» The data:
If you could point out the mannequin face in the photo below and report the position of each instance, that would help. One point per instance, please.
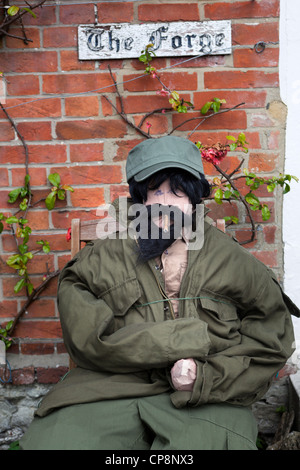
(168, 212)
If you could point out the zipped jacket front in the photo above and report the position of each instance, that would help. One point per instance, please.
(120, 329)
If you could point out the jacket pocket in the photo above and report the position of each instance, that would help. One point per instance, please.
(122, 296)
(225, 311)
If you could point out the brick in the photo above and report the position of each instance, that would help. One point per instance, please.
* * *
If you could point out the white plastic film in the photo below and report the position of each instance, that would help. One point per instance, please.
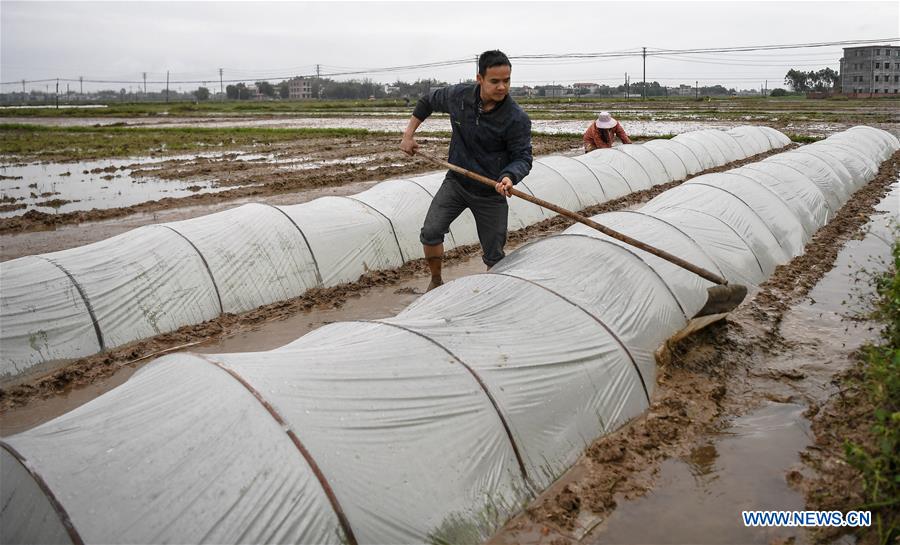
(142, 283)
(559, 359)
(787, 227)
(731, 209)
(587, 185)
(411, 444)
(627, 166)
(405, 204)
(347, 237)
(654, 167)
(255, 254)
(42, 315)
...
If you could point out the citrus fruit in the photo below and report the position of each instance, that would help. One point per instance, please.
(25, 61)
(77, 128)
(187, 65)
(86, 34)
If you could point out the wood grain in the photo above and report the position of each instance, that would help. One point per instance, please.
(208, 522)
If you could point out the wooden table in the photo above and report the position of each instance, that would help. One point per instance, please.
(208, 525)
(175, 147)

» What is expected:
Reproduce verbatim the lines above, from the line with "If you could point out the jacket" through the line with "If you could point out the brick".

» Task response:
If you could point out the jacket pocket in the photo above and report the position of each instance, that would help. One point per instance, please.
(122, 296)
(225, 311)
If you could point out the brick in the photo above and report the position of each instance, that would help. One point per instance, please.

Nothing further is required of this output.